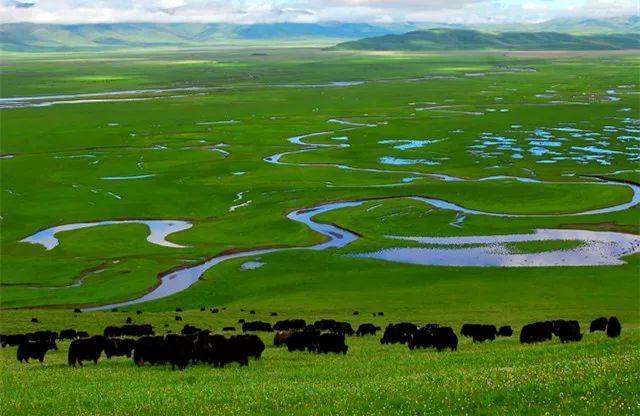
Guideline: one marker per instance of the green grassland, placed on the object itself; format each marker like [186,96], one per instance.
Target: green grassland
[61,152]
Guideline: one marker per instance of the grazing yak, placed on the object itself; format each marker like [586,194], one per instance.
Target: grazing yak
[256,326]
[290,324]
[505,331]
[398,333]
[536,332]
[367,329]
[613,327]
[436,337]
[88,349]
[34,349]
[116,347]
[130,330]
[330,342]
[332,325]
[599,324]
[189,330]
[479,332]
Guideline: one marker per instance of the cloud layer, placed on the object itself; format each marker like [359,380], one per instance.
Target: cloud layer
[307,11]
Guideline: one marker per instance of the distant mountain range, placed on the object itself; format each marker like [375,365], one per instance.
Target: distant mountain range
[50,37]
[460,39]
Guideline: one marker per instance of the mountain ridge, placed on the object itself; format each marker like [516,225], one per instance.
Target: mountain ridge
[465,39]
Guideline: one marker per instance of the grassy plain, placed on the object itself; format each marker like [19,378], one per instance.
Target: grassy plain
[61,152]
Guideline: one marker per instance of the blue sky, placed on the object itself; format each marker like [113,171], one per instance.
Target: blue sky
[308,11]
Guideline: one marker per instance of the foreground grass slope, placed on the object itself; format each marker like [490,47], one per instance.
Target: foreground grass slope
[444,107]
[596,376]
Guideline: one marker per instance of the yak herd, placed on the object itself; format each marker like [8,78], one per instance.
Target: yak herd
[195,345]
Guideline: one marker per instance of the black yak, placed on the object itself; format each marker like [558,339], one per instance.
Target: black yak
[433,336]
[189,330]
[536,332]
[367,329]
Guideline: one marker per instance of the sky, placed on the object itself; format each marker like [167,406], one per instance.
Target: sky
[308,11]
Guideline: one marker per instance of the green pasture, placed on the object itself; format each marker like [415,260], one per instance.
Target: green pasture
[55,159]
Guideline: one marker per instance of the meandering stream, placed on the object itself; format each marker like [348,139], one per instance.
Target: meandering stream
[600,248]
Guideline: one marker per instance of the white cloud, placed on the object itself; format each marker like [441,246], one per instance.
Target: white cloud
[306,11]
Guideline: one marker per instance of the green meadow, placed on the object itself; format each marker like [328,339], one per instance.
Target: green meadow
[525,132]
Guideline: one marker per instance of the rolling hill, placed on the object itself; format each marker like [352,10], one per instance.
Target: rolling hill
[448,39]
[51,37]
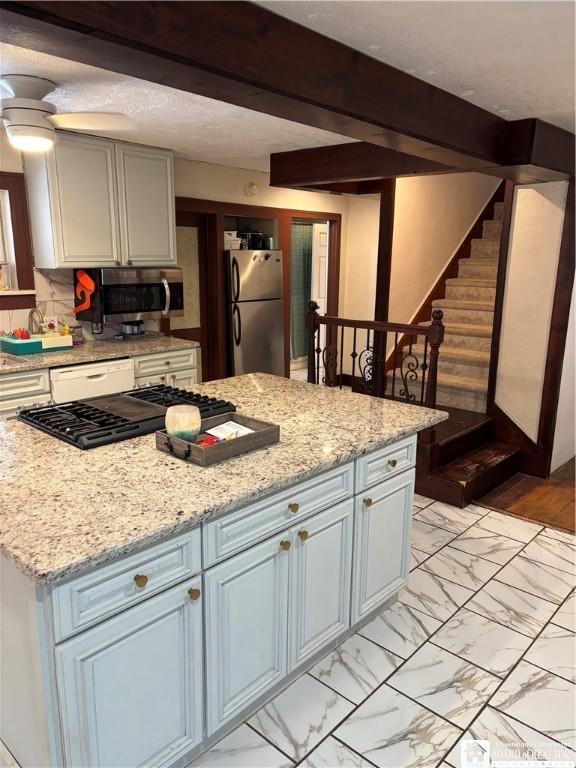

════════════════

Print the whole listing above exactly, and keep every picture out of the copy.

Guideline: one marker per instance of the green grassland, placed on the object itself; format each marker like [186,96], one per instance.
Target: green grassland
[61,152]
Guideline: one marker per instance of the grazing yak, placed on the object itself; format each marker like [586,194], one per instance.
Target: grazing yak
[256,326]
[290,324]
[505,331]
[398,333]
[536,332]
[367,329]
[613,327]
[436,337]
[88,349]
[34,349]
[116,347]
[130,330]
[330,342]
[332,325]
[599,324]
[189,330]
[479,332]
Guideline: one marker per instance of the cloud layer, placed on the object itself; format each marker like [359,380], one per instance.
Target: cloud layer
[307,11]
Guideline: one marker per instance of the distant mountain range, placed on the object itself; format each marker like [375,365], one per instance.
Target: distant mountain range
[50,37]
[460,39]
Guideline: one marker per instance of the mountain ridge, placed on the object itself; format each marker like [516,225], one per instance.
Target: mountain ridge
[465,39]
Guideline: one marker per instance of the grassy plain, placed on the object itself; format each marker like [19,378], one per instance.
Target: grassy plain
[61,152]
Guideline: one marker per instance of the blue sky, placed on the object itself; format each marker like [113,171], one per instance.
Target: blue sky
[308,11]
Guideline: one marker per instance of the foreground grass slope, placed on the object itself; format each marker like [490,47], one per instance.
Target: foreground grass slope
[444,107]
[596,376]
Guideline: one marker per instance of the yak herd, placed on the object itself; format each marker like [8,78], one per instance.
Target: yak herd
[195,345]
Guideline: one marker per instance of the black yak, placed on the object itself; format each marker like [558,339], one per instance.
Target: black yak
[433,336]
[189,330]
[536,332]
[367,329]
Guideline: one marker per instance of the sky, placed on the object itself; format each marker like [167,406], one per instance.
Target: sky
[308,11]
Guideline: one marker per instance of the green pasture, placed on the object itself; format each marker like [415,260], one per instance.
Target: green pasture
[55,159]
Guideline: one marker per instance of the meandering stream, placed on the object itself; format each marker like [348,139], one per instance.
Target: meandering stream
[600,248]
Guideline: one marker per instance of the white cloud, placed on the object itself; format each marker like [441,246], one per instance.
Target: white cloud
[306,11]
Guideline: one marker per instance of the green meadow, placed on the object itself; format each marker like [328,339], one per instance.
Target: green meadow
[525,132]
Guideline: one marker per instance of the rolling hill, placed on the object itself; format each marker like [352,10], one per instance.
Target: rolling hill
[448,39]
[51,37]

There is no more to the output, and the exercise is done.